[START Records shown]

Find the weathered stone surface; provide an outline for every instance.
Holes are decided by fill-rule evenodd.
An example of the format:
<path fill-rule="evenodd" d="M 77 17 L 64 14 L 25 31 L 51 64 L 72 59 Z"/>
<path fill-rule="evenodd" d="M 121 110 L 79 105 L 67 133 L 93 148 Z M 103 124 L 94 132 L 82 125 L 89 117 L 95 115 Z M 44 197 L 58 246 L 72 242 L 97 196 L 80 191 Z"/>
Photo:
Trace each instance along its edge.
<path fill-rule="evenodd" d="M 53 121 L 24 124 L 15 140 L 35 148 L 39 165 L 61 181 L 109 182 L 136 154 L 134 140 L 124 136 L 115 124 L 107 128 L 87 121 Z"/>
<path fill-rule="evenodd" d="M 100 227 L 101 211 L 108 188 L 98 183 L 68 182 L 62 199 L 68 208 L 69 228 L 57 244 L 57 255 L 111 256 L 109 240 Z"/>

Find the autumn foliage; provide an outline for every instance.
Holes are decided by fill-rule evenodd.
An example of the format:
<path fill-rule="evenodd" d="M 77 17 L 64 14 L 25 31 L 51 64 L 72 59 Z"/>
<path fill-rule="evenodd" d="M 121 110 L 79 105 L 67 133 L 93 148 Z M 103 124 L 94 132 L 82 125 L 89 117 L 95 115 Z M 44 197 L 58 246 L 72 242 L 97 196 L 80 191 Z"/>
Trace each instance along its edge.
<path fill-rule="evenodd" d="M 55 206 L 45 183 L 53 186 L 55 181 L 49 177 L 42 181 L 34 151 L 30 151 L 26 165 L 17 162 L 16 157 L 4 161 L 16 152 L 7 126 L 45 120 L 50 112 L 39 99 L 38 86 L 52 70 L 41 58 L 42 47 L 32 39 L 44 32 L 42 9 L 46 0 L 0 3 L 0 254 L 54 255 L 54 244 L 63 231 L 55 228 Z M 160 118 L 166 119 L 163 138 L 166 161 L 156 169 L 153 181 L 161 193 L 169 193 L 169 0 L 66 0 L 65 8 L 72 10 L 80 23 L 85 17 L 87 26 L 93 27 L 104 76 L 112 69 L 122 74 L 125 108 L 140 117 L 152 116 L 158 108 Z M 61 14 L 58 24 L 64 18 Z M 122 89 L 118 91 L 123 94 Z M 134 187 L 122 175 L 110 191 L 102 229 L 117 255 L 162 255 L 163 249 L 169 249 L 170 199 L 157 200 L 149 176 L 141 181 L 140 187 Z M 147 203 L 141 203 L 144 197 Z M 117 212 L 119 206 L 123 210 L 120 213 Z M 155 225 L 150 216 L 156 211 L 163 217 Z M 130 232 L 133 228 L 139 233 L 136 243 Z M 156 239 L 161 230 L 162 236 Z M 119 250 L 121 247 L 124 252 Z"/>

[END Records shown]

__Job__:
Rewrite the entries from the start through the line containing "100 227 L 101", replacing "weathered stone surface" with "moss-covered rock" and leaving everything else unchanged.

__The result__:
Find the moss-covered rock; provide an outline for every instance.
Holes are decided by fill-rule evenodd.
An example of the format:
<path fill-rule="evenodd" d="M 77 17 L 64 14 L 25 31 L 51 64 L 72 59 Z"/>
<path fill-rule="evenodd" d="M 121 110 L 79 105 L 67 133 L 93 148 Z M 103 124 L 94 132 L 82 125 L 89 117 L 95 115 Z M 44 197 L 58 246 L 72 242 L 97 196 L 80 191 Z"/>
Photo:
Trace each instance along its edge.
<path fill-rule="evenodd" d="M 53 121 L 24 124 L 15 140 L 35 148 L 39 165 L 61 181 L 109 182 L 136 154 L 134 140 L 124 136 L 115 124 L 107 128 L 87 121 Z"/>
<path fill-rule="evenodd" d="M 100 227 L 101 211 L 108 188 L 98 183 L 68 182 L 62 199 L 68 208 L 69 228 L 57 244 L 57 255 L 111 256 L 109 240 Z"/>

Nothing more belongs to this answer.